(Text block)
After Q1 reported a sharp 2.1% decrease in labor productivity, which was the worst reading since 2007, the second quarter of 2023 presents an encouraging upswing, recording a 3.7 percent increase.
Output increased by 2.4 percent while hours worked decreased by 1.3 percent.
The decline in hours worked was the result of a 1.3‑percent decline in average weekly hours, even though employment remained unchanged. This raises concerns about the quality of jobs and the possibility of workers facing reduced hours and, consequently, lower wages.
When comparing the second quarter of 2023 to the same quarter a year ago, the increase in labor productivity is only 1.3 percent. While this reflects a 2.6‑percent increase in output, it is disconcerting to note that hours worked increased by only 1.2 percent during this period. This implies that even though productivity improved slightly, the workload on employees did not see a significant reduction.
The report also highlights that unit labor costs increased by 1.6 percent during the second quarter of 2023. This increase is a result of a 5.5‑percent rise in hourly compensation and a 3.7‑percent increase in productivity. While the rise in compensation may seem positive, it could have contributed to the increase in labor costs. (The balance between compensation and productivity remains a critical concern for maintaining a healthy labor market.)
(End Text block)
→ Explore the material:
1 > Output the part of the labor productivity text from "Output increased by" up to and including "a significant reduction.", copied word for word.
2 > Please translate this sentence from the labor productivity text into Spanish: "Output increased by 2.4 percent while hours worked decreased by 1.3 percent."
3 > For each statement below, decide whether it agrees with the labor productivity text. Answer yes or no, and quote the words of the text that settle it.
(a) Employment stayed the same in the second quarter of 2023.
(b) Hourly compensation rose by 3.7 percent in the second quarter of 2023.
(c) The first-quarter drop in labor productivity was the worst reading since 2007.
(The data)
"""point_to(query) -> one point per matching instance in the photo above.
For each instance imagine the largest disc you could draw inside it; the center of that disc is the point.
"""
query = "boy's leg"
(End The data)
→ Outputs for the tasks:
1 >
Output increased by 2.4 percent while hours worked decreased by 1.3 percent.
The decline in hours worked was the result of a 1.3‑percent decline in average weekly hours, even though employment remained unchanged. This raises concerns about the quality of jobs and the possibility of workers facing reduced hours and, consequently, lower wages.
When comparing the second quarter of 2023 to the same quarter a year ago, the increase in labor productivity is only 1.3 percent. While this reflects a 2.6‑percent increase in output, it is disconcerting to note that hours worked increased by only 1.2 percent during this period. This implies that even though productivity improved slightly, the workload on employees did not see a significant reduction.

2 > La producción aumentó un 2,4 por ciento, mientras que las horas trabajadas disminuyeron un 1,3 por ciento.

3 >
(a) Yes: "even though employment remained unchanged"
(b) No: "a 5.5‑percent rise in hourly compensation"
(c) Yes: "which was the worst reading since 2007"